* Given information *
********

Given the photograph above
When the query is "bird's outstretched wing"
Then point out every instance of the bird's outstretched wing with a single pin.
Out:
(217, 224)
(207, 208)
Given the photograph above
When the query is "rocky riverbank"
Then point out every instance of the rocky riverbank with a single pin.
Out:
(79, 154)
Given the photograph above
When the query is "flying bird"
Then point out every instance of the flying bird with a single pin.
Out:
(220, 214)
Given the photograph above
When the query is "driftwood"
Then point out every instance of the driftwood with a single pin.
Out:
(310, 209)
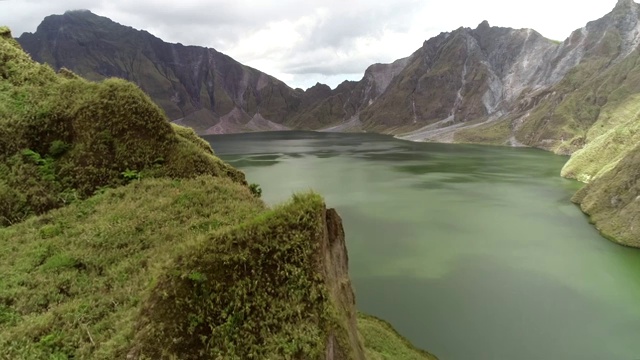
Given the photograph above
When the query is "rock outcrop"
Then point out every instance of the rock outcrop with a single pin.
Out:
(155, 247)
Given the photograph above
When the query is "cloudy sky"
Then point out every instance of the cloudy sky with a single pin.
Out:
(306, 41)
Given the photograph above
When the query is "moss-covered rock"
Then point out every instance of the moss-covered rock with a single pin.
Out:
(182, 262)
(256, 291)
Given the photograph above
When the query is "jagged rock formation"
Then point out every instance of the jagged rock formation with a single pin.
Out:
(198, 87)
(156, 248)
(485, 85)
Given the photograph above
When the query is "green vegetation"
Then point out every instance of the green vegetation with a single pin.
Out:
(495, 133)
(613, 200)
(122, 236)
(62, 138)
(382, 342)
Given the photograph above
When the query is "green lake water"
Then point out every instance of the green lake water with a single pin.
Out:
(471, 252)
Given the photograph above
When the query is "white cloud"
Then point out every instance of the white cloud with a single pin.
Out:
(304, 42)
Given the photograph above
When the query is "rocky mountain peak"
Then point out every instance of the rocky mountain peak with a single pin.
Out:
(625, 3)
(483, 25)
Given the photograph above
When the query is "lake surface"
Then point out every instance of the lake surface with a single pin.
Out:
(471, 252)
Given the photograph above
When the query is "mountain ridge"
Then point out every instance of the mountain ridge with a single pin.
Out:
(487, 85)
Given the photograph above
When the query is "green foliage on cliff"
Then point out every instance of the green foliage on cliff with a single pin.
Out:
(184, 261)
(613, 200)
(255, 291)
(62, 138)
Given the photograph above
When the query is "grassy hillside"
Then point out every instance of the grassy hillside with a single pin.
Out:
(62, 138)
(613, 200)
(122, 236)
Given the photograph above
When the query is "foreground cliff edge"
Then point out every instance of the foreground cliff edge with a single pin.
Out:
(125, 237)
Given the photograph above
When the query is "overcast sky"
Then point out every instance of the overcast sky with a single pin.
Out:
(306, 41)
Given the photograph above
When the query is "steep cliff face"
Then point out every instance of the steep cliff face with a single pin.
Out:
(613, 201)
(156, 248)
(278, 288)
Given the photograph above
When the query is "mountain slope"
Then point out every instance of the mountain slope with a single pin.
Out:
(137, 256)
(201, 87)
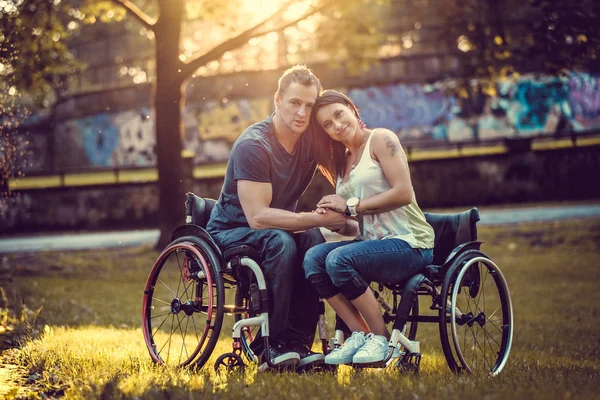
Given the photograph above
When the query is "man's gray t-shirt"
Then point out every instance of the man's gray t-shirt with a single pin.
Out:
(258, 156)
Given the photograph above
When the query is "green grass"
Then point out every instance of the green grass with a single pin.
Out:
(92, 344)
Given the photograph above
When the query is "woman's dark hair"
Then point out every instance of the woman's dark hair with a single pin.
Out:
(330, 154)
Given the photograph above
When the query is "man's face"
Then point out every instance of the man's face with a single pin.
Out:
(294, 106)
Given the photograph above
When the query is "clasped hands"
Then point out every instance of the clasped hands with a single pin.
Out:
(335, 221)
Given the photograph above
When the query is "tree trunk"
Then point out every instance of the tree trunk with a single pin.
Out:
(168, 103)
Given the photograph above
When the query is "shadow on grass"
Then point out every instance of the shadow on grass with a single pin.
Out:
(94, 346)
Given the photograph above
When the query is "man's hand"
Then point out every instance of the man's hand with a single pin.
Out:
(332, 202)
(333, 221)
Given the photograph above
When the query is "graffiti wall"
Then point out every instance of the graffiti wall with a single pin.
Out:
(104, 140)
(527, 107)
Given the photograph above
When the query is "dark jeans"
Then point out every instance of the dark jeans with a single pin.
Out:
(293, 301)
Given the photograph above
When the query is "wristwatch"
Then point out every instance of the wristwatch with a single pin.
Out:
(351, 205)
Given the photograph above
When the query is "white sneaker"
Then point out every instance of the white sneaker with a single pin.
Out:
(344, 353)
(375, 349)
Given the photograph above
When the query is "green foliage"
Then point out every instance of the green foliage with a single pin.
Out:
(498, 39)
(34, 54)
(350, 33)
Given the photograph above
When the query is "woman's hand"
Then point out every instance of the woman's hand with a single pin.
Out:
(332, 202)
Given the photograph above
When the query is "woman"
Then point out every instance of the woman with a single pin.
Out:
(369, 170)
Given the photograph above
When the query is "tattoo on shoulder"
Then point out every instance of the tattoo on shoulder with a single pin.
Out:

********

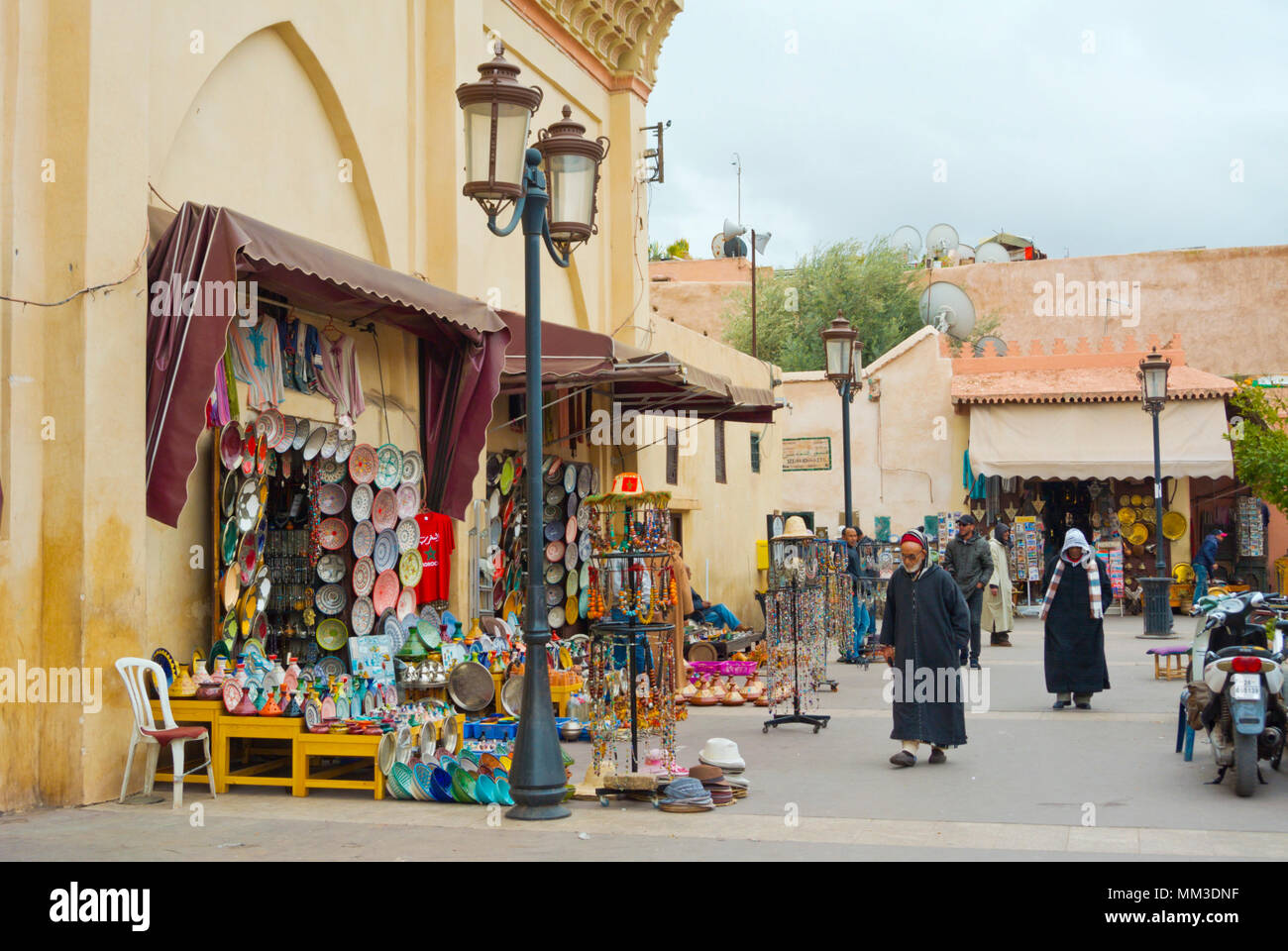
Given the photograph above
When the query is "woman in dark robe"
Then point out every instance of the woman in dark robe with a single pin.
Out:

********

* The exercise *
Report every line of the items above that contains the word "overcast". Case counts.

* Task response *
When the query is "overcast sky"
Then point out every instance of the overcast sky with a single pin.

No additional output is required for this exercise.